**Task item**. In one to three sentences, explain why, according to the reflection on strangers' remarks, the writer has been living in shame.

**Extract provided**.
Recently, driving down one of those familiar country roads, I had a conversation with my mother. We spent the journey reflecting on the day which somehow turned our attention onto the things that strangers have said to use that have made a long lasting impact on our individual perspectives and have changed who we have become.
I would like to preface that just recently I have finally realized that much of the thoughts I hold as pivotal to who I am have been heavily influenced by those around me. There are great life-altering statements that change our view of ourselves and the world. Yet so often people have ulterior motives in sharing their thoughts of us, often in the form of criticism coming from a place of intentional harm and superiority. I have spent most of my life holding negative, intrusive and harmful statements forced upon me as gospel and I have been living my life in shame because of it.

**Stored data**.
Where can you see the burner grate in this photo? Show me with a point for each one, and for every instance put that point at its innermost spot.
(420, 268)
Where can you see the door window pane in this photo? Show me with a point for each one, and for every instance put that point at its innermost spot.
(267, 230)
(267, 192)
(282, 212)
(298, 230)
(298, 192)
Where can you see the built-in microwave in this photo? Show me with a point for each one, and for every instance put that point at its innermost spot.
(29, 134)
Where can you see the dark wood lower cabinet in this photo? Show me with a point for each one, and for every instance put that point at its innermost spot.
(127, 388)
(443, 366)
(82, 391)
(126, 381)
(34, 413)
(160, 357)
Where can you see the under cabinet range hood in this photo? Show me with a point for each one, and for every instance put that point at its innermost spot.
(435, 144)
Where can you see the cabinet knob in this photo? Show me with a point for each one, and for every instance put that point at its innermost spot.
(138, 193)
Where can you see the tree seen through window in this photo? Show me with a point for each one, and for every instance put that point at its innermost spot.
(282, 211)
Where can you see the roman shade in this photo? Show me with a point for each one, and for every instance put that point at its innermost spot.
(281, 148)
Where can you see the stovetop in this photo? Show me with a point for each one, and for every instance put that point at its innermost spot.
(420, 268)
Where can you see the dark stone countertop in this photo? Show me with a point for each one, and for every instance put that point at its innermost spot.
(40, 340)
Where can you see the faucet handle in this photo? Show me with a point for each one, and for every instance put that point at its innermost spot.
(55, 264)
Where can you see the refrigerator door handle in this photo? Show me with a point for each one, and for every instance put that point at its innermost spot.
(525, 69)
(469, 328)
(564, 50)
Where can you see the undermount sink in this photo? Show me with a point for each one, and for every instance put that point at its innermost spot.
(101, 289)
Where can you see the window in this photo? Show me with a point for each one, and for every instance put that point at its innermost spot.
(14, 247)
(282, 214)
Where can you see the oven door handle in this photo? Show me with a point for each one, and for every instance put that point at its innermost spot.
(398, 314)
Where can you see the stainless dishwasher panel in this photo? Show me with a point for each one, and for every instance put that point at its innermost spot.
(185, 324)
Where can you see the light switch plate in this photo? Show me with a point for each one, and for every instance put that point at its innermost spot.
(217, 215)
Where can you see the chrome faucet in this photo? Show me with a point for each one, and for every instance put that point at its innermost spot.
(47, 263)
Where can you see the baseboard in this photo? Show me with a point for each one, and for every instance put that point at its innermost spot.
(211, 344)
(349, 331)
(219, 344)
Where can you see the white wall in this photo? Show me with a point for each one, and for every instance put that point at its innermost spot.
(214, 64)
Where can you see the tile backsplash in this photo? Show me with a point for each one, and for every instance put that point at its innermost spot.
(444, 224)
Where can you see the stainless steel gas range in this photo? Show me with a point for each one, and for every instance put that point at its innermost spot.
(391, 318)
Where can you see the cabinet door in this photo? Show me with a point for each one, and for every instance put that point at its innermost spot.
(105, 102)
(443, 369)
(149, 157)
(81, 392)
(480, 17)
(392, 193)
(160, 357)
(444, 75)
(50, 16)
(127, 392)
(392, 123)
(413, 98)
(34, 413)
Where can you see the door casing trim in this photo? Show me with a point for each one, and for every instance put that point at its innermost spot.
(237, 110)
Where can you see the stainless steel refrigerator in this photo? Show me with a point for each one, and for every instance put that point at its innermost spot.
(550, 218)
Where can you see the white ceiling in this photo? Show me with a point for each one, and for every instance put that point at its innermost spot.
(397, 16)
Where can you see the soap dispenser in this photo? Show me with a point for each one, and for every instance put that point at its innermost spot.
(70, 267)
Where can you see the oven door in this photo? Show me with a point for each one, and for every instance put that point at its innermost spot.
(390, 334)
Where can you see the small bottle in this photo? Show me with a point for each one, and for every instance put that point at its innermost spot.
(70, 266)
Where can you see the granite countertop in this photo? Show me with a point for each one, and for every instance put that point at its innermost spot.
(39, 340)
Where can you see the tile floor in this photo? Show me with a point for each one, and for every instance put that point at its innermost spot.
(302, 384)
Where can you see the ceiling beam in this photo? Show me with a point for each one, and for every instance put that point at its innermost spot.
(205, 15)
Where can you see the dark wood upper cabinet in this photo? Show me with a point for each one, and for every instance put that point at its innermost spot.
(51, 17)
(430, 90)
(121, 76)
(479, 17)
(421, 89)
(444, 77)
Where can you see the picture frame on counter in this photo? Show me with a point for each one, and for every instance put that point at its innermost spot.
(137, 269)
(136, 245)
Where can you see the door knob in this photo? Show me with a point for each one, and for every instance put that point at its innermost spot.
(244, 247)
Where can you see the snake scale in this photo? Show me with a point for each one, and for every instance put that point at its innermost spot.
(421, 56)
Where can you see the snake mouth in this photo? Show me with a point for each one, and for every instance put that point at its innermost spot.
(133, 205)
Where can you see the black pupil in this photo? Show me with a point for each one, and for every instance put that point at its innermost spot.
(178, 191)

==

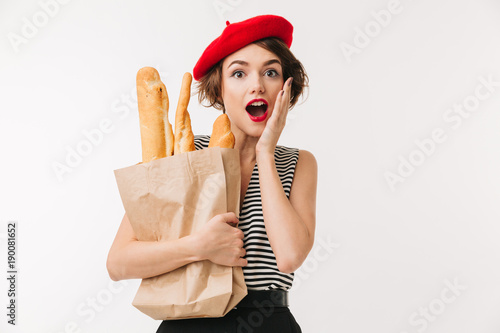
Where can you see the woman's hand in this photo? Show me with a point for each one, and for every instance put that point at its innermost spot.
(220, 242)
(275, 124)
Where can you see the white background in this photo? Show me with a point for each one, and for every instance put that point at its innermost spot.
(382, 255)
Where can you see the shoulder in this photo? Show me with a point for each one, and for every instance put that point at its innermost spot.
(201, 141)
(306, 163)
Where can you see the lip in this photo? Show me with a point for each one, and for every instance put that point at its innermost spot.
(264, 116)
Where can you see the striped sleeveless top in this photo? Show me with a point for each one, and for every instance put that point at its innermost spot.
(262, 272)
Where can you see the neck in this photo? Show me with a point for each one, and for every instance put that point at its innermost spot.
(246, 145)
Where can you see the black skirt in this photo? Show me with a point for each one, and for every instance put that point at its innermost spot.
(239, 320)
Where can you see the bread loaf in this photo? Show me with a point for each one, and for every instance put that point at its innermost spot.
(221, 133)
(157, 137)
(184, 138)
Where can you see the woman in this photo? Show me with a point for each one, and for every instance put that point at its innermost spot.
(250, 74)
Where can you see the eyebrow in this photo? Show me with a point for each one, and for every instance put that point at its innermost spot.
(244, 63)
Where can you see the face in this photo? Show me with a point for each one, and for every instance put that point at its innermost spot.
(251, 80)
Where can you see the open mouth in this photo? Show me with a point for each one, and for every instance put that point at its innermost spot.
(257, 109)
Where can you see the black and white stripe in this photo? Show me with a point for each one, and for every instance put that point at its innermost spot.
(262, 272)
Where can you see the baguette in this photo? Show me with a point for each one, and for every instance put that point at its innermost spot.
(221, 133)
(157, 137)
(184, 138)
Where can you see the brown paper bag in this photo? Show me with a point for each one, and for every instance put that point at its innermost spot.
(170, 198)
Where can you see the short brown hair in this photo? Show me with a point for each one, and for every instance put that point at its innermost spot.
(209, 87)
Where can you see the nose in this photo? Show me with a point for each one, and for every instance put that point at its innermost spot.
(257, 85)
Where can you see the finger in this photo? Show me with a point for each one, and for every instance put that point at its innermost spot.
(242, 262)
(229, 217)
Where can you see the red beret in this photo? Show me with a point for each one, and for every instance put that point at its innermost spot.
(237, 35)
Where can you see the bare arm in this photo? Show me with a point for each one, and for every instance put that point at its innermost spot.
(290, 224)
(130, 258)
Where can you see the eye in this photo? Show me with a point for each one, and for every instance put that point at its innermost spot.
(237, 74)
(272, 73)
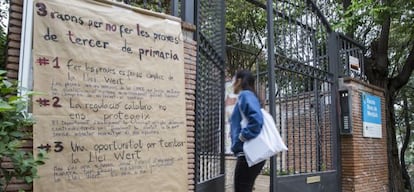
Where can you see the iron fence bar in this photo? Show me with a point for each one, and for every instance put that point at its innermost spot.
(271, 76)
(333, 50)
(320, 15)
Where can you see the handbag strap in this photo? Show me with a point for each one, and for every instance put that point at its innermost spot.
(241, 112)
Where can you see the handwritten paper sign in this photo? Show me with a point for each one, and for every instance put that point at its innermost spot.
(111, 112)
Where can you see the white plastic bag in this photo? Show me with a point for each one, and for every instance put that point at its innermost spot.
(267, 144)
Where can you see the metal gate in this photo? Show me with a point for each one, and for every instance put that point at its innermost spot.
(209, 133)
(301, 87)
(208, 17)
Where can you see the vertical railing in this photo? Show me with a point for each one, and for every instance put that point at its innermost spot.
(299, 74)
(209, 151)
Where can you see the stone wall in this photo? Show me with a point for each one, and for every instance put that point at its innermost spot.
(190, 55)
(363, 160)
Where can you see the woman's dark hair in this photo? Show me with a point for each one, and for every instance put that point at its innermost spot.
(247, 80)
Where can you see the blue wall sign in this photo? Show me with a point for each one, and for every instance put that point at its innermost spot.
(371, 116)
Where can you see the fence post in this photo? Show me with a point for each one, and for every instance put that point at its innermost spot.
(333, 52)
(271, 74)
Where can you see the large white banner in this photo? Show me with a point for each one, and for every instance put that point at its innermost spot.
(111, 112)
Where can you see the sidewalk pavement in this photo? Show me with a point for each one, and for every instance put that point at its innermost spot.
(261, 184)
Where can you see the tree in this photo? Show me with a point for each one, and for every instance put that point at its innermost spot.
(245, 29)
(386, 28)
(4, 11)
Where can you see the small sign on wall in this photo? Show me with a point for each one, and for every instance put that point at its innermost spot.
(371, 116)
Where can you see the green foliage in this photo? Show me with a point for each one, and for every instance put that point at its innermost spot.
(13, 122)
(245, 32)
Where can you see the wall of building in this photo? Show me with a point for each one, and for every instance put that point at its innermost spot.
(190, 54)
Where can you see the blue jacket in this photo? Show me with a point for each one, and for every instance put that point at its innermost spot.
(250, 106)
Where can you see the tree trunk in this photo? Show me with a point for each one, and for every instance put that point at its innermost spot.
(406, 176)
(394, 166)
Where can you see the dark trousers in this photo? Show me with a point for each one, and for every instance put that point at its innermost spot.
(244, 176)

**Completed exercise**. The writer has spent most of their life holding as gospel the negative, intrusive and harmful statements that others forced upon them. That acceptance of such statements is why the writer has been living in shame.